Saved entries

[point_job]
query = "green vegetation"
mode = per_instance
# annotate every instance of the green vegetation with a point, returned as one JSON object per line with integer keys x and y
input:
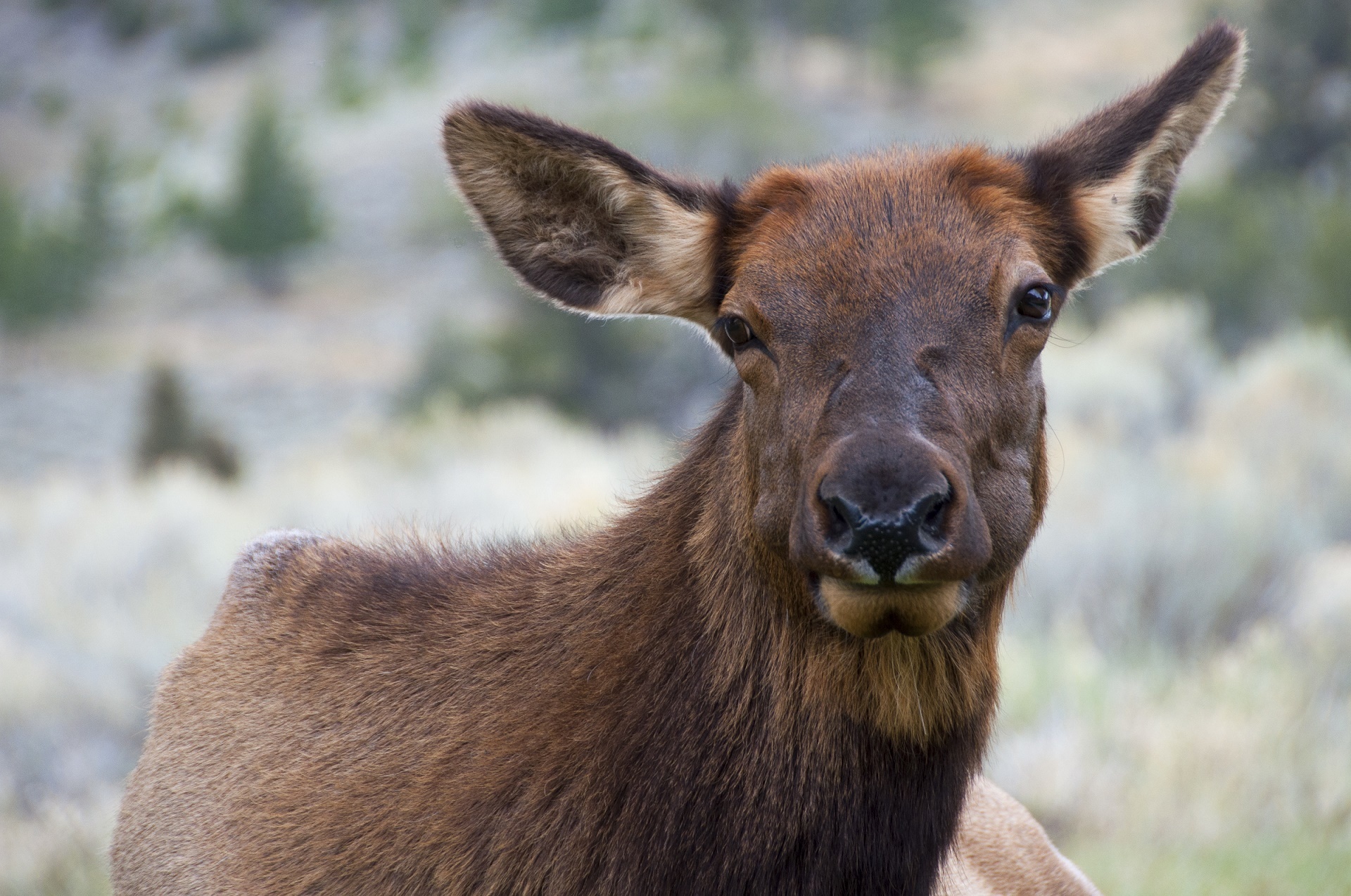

EXERCISE GOAL: The line that contains "# annotate every" begins the range and the last line of the entries ends it; print that range exactly, without pictures.

TASK RESULT:
# annotate every instance of the green vegetation with a point, returned as one JSON object per line with integer keys x and y
input:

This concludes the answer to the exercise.